GIVEN PASSAGE
Module for working with aggregated statistics: count, mean, var, cov.

Aggregates(count_=None, mean_={}, var_={}, cov_={}) #

Bases: ReprMixin

Aggregated statistics.

Parameters:

Name Type Description Default
count_ int | None

Sample size (number of observations).

None
mean_ dict[str, float | int]

Dictionary of sample means with variable names as keys.

{}
var_ dict[str, float | int]

Dictionary of sample variances with variable names as keys.

{}
cov_ dict[tuple[str, str], float | int]

Dictionary of sample covariances with pairs of variable names as keys.

{}
Source code in src/tea_tasting/aggr.py
def __init__(
    self,
    count_: int | None = None,
    mean_: dict[str, float | int] = {},  # noqa: B006
    var_: dict[str, float | int] = {},  # noqa: B006
    cov_: dict[tuple[str, str], float | int] = {},  # noqa: B006
) -> None:
    """Aggregated statistics.

    Args:
        count_: Sample size (number of observations).
        mean_: Dictionary of sample means with variable names as keys.
        var_: Dictionary of sample variances with variable names as keys.
        cov_: Dictionary of sample covariances with pairs of variable names as keys.
    """
    self.count_ = count_
    self.mean_ = mean_
    self.var_ = var_
    self.cov_ = {_sorted_tuple(*k): v for k, v in cov_.items()}

count() #

Sample size (number of observations).

Raises:

Type Description
RuntimeError

Count is None (if it was not defined during initialization).

Returns:

Type Description
int

Sample size (number of observations).

Source code in src/tea_tasting/aggr.py
def count(self) -> int:
    """Sample size (number of observations).

    Raises:
        RuntimeError: Count is `None` (if it was not defined during initialization).

    Returns:
        Sample size (number of observations).
    """
    if self.count_ is None:
        raise RuntimeError("Count is None.")
    return self.count_

cov(left, right) #

Sample covariance.

Assume the variable is a constant if the variable name is None.

Parameters:

Name Type Description Default
left str | None

First variable name.

required
right str | None

Second variable name.

required

Returns:

Type Description
float | int

Sample covariance.

Source code in src/tea_tasting/aggr.py
def cov(self, left: str | None, right: str | None) -> float | int:
    """Sample covariance.

RECORDED DATA

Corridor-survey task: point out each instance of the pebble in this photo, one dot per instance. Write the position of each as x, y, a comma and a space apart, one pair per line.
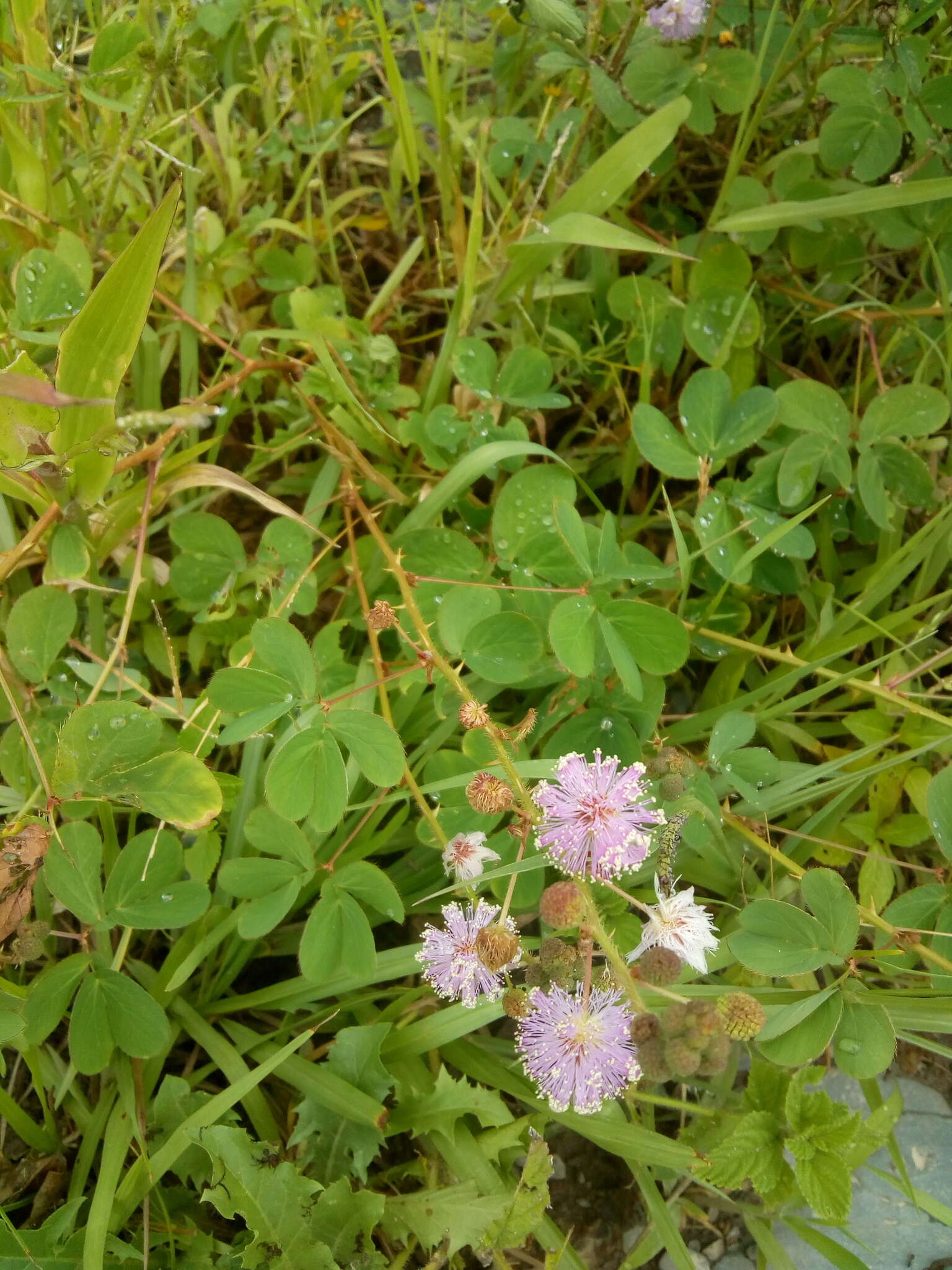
700, 1260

TASKS TO COMPLETE
A: Answer these questions about the aggregated statistics documentation, one line each:
(i) What exception does the count method raise if the count was not defined during initialization?
(ii) What serves as the keys of the cov_ dictionary?
(iii) In the cov method, what is assumed when a variable name is None?
B: Retype the part of the aggregated statistics documentation that opens with the words containing "Assume the variable" and closes with "Second variable name.".
C: Carry the aggregated statistics documentation forward from the point where it stops.

TASK ANSWERS
A:
(i) RuntimeError.
(ii) Pairs of variable names.
(iii) The variable is assumed to be a constant.

B:
Assume the variable is a constant if the variable name is None.

Parameters:

Name Type Description Default
left str | None

First variable name.

required
right str | None

Second variable name.

C:
    Assume the variable is a constant if the variable name is `None`.

    Args:
        left: First variable name.
        right: Second variable name.

    Returns:
        Sample covariance.
    """
    if left is None or right is None:
        return 0
    return self.cov_[_sorted_tuple(left, right)]

mean(name) #

Sample mean.

Assume the variable is a constant 1 if the variable name is None.

Parameters:

Name Type Description Default
name str | None

Variable name.

required

Returns:

Type Description
float | int

Sample mean.

Source code in src/tea_tasting/aggr.py
def mean(self, name: str | None) -> float | int:
    """Sample mean.

    Assume the variable is a constant `1` if the variable name is `None`.

    Args:
        name: Variable name.

    Returns:
        Sample mean.
    """
    if name is None:
        return 1
    return self.mean_[name]

ratio_cov(left_numer, left_denom, right_numer, right_denom) #

Sample covariance of the ratios of variables using the Delta method.

Parameters:

Name Type Description Default
left_numer str | None

First numerator variable name.

required
left_denom str | None

First denominator variable name.

required
right_numer str | None

Second numerator variable name.

required
right_denom str | None

Second denominator variable name.

required

Returns:

Type Description
float | int

Sample covariance of the ratios of variables.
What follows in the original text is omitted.